▶ **WORK TO COMPLETE**
Copy out the material below, substituting "cloudless sky" for every occurrence of "clear blue sky" and leaving everything else unchanged.

▶ **DATASET CONTENT**
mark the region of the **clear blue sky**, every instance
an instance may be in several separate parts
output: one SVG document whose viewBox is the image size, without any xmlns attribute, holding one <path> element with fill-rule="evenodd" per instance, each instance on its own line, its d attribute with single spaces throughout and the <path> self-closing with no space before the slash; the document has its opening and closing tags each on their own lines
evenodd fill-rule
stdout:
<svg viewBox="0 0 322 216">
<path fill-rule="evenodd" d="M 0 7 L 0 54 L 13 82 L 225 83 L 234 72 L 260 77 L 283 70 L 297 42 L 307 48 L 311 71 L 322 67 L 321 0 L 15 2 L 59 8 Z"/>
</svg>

▶ **COMPLETE RESPONSE**
mark the region of the **cloudless sky**, every instance
an instance may be in several separate parts
output: one SVG document whose viewBox is the image size, without any xmlns attribute, holding one <path> element with fill-rule="evenodd" per instance, each instance on its own line, its d attribute with single spaces throughout and the <path> self-closing with no space before the slash; the document has its opening and closing tags each on their own lines
evenodd fill-rule
stdout:
<svg viewBox="0 0 322 216">
<path fill-rule="evenodd" d="M 0 7 L 0 54 L 13 82 L 225 83 L 234 72 L 260 77 L 283 70 L 297 42 L 307 48 L 311 71 L 322 67 L 321 0 L 15 2 L 59 8 Z"/>
</svg>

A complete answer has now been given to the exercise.